*** Opening of RECORDS FOR PROCESSING ***

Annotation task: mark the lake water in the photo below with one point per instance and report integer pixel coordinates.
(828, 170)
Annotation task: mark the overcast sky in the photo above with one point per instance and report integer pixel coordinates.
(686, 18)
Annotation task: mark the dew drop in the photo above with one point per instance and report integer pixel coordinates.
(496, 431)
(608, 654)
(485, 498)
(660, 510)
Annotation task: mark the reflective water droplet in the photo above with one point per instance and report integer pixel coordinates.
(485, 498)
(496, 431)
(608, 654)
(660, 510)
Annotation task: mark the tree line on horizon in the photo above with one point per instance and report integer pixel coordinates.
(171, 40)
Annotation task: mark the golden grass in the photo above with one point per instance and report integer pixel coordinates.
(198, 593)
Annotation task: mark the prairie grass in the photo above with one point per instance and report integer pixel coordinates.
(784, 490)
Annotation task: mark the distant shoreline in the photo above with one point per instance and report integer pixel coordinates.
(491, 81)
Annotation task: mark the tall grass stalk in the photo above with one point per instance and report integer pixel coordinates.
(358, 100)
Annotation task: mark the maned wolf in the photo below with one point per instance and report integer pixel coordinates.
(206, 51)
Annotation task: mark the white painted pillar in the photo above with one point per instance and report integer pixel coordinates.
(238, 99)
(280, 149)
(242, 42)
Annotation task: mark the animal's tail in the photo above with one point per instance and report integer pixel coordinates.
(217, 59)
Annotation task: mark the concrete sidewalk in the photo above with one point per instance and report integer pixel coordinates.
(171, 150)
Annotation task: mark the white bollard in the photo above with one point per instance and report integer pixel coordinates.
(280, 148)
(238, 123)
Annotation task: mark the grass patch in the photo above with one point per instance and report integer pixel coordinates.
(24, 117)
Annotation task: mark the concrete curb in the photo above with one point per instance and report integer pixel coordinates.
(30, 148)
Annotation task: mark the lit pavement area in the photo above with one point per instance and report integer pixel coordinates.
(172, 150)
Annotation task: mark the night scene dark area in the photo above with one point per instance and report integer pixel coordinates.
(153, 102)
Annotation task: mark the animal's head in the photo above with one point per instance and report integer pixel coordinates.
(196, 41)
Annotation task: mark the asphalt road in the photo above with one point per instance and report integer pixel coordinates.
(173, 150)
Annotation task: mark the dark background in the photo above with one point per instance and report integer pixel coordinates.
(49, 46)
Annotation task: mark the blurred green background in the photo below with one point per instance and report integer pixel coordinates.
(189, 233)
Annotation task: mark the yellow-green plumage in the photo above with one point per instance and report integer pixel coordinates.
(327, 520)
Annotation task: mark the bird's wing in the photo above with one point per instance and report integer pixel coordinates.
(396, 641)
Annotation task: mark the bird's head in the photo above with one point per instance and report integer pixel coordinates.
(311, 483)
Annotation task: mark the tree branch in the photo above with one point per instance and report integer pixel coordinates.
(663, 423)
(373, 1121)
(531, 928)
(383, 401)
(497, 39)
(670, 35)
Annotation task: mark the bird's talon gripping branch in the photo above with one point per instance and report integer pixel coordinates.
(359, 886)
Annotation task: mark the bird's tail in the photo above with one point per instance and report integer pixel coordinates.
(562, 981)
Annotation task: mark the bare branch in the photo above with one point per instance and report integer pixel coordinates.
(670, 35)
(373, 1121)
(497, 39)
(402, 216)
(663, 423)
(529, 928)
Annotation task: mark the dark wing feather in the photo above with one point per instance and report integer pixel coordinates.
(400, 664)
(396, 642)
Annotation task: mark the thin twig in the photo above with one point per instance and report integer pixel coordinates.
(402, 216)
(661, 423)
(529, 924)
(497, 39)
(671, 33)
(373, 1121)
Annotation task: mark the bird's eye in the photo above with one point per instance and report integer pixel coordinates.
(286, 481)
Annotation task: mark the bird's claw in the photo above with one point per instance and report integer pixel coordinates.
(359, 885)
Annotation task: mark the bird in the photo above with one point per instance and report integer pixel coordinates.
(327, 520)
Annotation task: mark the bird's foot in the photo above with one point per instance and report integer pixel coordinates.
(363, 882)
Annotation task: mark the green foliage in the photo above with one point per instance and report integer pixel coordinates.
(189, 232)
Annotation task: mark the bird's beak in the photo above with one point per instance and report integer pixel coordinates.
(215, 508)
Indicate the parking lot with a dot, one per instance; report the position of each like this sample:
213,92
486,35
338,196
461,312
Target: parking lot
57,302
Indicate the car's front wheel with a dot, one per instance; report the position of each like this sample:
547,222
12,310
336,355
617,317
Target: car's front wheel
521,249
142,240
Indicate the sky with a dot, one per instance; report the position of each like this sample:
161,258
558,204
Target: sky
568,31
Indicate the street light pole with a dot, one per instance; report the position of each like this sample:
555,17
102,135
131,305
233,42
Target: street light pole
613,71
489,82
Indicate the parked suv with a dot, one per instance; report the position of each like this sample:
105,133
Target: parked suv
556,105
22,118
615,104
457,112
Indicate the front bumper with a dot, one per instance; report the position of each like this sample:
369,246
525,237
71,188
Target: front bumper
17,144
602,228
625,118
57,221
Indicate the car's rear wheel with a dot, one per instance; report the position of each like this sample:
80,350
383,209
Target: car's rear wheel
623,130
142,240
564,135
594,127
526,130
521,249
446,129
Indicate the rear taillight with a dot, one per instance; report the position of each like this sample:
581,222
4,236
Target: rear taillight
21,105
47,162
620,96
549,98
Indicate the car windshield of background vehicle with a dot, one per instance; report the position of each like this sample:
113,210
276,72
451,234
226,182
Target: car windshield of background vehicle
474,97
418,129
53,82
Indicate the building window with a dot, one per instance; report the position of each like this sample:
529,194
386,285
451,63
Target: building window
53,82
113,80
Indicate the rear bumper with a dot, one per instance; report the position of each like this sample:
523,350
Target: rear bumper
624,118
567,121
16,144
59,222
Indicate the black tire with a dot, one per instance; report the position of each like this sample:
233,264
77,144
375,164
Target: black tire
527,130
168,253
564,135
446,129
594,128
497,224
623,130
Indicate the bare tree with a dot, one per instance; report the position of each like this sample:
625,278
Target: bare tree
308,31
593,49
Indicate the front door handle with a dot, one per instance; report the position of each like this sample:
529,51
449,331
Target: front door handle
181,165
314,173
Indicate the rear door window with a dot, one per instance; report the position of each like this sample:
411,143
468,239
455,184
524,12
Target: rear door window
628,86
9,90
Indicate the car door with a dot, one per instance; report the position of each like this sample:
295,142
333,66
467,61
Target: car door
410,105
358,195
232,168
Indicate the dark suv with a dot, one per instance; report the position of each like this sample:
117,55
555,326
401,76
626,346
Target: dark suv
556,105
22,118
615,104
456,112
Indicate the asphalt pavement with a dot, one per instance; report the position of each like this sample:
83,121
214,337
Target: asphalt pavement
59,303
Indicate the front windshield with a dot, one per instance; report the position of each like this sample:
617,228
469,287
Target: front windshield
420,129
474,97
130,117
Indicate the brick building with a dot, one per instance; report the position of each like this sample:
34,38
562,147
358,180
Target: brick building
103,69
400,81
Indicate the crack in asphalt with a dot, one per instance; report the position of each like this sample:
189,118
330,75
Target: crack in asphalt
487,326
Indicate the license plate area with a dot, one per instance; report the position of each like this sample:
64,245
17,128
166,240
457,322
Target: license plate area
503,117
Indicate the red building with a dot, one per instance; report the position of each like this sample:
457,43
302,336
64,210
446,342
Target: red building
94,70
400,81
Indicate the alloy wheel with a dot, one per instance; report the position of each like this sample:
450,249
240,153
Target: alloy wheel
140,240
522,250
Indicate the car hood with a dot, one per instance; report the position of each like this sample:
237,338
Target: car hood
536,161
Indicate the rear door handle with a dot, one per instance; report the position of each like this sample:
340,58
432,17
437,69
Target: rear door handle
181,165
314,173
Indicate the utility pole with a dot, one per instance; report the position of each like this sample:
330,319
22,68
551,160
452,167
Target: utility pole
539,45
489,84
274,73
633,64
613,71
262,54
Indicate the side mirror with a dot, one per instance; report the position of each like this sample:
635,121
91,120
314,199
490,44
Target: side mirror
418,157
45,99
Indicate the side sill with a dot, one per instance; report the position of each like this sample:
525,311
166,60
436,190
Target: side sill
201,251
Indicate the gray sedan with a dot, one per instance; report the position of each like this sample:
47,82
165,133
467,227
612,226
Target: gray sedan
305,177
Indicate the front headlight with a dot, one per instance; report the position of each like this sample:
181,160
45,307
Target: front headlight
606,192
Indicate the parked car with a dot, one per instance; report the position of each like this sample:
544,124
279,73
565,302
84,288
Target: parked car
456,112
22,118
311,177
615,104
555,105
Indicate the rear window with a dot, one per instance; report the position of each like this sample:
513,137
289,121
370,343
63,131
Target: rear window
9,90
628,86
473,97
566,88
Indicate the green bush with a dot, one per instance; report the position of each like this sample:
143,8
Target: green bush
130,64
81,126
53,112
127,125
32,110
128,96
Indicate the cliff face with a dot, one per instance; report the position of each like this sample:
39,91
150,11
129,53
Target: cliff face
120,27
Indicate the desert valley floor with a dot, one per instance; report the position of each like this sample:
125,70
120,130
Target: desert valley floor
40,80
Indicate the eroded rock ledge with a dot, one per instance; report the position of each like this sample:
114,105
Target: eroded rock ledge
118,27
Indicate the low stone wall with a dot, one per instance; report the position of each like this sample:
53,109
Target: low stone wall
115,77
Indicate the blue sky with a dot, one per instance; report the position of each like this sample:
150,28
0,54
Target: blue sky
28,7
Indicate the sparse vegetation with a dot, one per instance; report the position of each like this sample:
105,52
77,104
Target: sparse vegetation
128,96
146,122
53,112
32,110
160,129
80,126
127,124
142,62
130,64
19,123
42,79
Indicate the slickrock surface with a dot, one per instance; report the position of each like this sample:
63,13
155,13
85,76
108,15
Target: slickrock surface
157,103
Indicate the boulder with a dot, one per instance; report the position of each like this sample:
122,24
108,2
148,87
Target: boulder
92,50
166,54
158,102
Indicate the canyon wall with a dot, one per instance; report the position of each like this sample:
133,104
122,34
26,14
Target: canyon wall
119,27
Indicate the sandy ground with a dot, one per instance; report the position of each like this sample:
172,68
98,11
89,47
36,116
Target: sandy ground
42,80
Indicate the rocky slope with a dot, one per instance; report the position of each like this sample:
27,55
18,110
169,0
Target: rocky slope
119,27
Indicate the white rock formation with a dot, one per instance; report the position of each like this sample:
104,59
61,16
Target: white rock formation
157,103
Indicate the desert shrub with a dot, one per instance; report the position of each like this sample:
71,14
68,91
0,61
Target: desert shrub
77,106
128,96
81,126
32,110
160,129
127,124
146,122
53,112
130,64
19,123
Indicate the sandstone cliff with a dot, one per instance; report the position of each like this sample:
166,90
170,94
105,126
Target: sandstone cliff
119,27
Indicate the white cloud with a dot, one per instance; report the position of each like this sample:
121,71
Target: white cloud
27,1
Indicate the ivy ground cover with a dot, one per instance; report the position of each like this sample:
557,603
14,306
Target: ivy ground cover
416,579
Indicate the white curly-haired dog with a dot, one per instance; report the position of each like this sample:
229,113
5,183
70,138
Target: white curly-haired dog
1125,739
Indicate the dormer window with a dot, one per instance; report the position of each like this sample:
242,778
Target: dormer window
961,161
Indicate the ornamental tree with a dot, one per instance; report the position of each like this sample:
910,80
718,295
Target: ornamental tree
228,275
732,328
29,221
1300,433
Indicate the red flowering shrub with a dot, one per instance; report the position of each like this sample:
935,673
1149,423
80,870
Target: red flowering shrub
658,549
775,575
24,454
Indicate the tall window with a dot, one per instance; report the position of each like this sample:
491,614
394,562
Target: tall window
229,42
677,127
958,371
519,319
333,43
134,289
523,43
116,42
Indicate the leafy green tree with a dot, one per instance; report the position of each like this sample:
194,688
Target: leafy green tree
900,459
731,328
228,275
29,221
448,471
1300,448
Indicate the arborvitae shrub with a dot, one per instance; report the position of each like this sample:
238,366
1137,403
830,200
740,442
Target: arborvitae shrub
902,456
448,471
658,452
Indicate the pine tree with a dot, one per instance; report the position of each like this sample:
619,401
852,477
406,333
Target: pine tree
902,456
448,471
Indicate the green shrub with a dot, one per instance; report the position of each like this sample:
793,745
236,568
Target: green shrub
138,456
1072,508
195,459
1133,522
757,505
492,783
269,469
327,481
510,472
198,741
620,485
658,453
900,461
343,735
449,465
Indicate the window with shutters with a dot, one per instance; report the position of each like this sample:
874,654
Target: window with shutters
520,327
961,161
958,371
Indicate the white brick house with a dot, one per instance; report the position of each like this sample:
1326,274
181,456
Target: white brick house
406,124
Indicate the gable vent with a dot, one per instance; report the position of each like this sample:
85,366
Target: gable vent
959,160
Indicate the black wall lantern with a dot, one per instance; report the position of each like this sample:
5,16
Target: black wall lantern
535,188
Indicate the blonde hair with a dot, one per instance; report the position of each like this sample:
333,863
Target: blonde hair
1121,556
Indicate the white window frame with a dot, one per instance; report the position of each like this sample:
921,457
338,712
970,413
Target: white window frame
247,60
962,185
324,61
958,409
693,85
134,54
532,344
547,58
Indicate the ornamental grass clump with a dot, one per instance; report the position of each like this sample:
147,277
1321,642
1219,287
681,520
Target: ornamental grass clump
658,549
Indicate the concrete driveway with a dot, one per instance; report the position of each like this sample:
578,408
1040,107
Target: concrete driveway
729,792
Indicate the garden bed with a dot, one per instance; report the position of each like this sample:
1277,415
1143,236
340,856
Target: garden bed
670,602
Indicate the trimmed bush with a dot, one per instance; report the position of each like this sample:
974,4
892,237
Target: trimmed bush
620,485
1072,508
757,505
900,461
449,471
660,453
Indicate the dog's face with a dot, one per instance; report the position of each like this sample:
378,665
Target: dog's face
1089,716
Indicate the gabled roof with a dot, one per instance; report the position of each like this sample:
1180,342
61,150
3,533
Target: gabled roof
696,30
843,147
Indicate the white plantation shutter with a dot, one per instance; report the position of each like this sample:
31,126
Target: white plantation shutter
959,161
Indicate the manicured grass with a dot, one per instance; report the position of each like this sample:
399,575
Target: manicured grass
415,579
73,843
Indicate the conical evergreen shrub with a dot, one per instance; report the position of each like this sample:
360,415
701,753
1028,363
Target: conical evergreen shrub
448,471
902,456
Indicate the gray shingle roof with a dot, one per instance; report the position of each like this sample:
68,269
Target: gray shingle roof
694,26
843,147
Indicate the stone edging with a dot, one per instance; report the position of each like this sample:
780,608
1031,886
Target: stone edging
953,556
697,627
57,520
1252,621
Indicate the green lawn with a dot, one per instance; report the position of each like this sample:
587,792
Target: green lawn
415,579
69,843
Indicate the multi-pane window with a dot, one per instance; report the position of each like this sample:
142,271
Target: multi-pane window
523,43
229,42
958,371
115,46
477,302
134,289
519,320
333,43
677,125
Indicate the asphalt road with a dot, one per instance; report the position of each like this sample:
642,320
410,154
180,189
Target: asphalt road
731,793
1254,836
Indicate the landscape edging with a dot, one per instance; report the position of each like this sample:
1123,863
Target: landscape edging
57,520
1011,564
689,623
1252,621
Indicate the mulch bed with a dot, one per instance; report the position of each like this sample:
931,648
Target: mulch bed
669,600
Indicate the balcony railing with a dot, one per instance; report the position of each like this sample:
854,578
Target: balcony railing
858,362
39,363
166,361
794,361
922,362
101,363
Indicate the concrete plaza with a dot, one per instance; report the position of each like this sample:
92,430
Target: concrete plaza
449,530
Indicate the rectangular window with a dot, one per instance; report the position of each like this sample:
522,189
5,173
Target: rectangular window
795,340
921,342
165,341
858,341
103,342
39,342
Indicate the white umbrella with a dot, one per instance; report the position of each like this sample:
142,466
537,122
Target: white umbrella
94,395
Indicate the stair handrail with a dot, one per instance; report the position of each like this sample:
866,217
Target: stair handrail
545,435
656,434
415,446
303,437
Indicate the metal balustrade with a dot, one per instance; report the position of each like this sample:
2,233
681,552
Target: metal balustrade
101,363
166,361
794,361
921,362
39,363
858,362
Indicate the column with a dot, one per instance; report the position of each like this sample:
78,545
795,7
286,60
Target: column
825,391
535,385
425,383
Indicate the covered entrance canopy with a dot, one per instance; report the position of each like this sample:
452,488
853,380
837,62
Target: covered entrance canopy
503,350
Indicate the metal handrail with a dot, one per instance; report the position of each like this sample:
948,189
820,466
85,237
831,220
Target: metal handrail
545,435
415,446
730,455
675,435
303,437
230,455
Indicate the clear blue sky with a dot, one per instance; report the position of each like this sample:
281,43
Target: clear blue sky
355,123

*** Close of RECORDS FOR PROCESSING ***

Copy, without any change, the lines above from the one containing "Indicate the metal balustrade" to the end, both ends included. Add nothing else.

EXERCISE ANSWER:
Indicate the metal balustrade with a dot, one per instance; report the position of each like this sample:
2,233
681,552
Target: metal balustrade
101,363
166,361
794,361
921,362
39,363
858,362
Indicate the column with a dot, one per instance; report the position of each like this sample:
78,545
795,7
286,60
Target: column
825,391
535,385
425,383
Indicate the covered entrance canopy with a dot, one per instance; report the position of each like this sample:
452,488
853,380
837,62
Target: covered entrance canopy
503,350
Indicate the metal handrail with a dot, one per instance; report the position of each like this sample:
948,189
820,466
85,237
831,220
Target: metal handrail
545,435
415,446
730,455
675,435
303,437
230,455
Indicate the clear blue sky with a dot, one per instance; report the position of each like this sample:
281,43
Target: clear blue sky
355,123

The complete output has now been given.